┌────────
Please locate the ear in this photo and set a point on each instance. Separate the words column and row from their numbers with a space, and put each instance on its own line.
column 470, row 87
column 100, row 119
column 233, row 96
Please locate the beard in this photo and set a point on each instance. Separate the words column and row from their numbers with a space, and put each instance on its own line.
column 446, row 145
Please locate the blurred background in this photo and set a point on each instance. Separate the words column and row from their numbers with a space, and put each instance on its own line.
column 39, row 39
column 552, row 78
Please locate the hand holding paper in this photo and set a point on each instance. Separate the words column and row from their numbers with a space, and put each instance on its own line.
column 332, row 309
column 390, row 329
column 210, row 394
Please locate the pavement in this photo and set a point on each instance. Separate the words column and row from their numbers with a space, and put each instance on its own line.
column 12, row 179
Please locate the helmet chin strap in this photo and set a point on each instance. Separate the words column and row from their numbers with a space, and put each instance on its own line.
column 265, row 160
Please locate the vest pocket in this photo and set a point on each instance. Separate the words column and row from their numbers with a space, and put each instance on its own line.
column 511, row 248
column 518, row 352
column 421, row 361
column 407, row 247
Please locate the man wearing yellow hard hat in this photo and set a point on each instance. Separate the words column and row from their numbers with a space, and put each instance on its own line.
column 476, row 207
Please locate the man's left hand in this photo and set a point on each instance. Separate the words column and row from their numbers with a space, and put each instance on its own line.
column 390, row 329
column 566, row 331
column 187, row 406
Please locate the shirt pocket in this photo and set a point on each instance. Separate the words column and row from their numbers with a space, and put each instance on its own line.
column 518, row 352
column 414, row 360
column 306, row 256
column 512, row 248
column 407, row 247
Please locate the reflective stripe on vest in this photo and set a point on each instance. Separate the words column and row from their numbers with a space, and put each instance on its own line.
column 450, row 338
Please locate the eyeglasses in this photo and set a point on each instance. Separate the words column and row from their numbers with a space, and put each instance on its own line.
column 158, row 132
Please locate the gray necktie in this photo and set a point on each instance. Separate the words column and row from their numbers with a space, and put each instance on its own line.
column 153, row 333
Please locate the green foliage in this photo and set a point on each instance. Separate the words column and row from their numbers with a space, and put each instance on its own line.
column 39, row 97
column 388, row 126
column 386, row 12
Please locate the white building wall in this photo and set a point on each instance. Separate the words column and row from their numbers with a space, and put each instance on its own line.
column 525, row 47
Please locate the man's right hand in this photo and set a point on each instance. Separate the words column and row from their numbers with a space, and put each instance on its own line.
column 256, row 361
└────────
PROBLEM:
Please revise the listing above so that "pavement" reads "sidewalk", leaving every other line unchanged.

RIGHT ANSWER:
Please locate the ear in this photo and set a point on each instance. Separate the words column and row from their numbers with a space, and put each instance on its own line.
column 470, row 87
column 100, row 119
column 233, row 96
Please locate the beard in this photo and set a point on each instance. Separate the words column and row from their numbers with a space, and put each instance on its own line.
column 446, row 145
Please locate the blurred background in this photo and set a point on each instance. Separate the words column and row from their numbers with a space, and put each instance on its own line.
column 39, row 39
column 552, row 78
Please locate the hand holding paper in this photo and set a point on each instance. Separate the words column and row from their numbers with a space, and put each instance on its own line.
column 332, row 309
column 390, row 329
column 210, row 394
Please locate the sidewalk in this photo and set a point on each instance. Separate the words column and row from their numbers with a space, and put each instance on its own line.
column 12, row 179
Please locate the helmet chin strap in this photo and set a point on each instance. Separate the words column and row from their numbers with a space, and put each instance on its own line.
column 265, row 160
Please locate the vest pocket in this photo and set a point on each instance. Separate the words column and row from their numbers with a space, and put each instance on its own line.
column 511, row 248
column 518, row 352
column 421, row 361
column 407, row 247
Please locate the man wearing yellow hard hat in this photo and set a point on each instance. Separate the words column and row from their numbers with a space, and put each instance on its own line.
column 476, row 207
Please locate the man's left hand in this photo and set a point on each instance. Separate the words column and row from their numbers with a space, and put each instance on its own line.
column 390, row 329
column 566, row 331
column 187, row 406
Please locate the shirt pocket in this photo and set a point on each instance. Separate the words column and row from their numbers with a space, and put each instance on its own line.
column 518, row 352
column 414, row 360
column 306, row 256
column 512, row 248
column 407, row 247
Please locate the reflective stripe on vest in this photo and set a point on each instance. Separate the words column and row from their numbers with a space, and put each instance on its own line.
column 450, row 338
Please locate the eyeglasses in this photo and set a point on each instance. Separate the words column and row from their numbers with a space, and put each instance on its own line.
column 158, row 132
Please locate the gray necktie in this photo and set a point on each instance. Separate the words column and row from their numbers with a space, and put each instance on its own line.
column 153, row 333
Please locate the green foliage in this photo and set a point on each instance. Separate the words column and row from their numbers with a space, and put each instance on its own line.
column 39, row 97
column 388, row 126
column 386, row 12
Please locate the white building wall in this photo and set a point on each instance. Separate the words column and row from their numbers with a space, and put each instance on its own line.
column 525, row 47
Please locate the man's right hand in this photo and set a point on each instance. Separate the words column and row from their numbers with a space, and put each instance on its own line.
column 256, row 361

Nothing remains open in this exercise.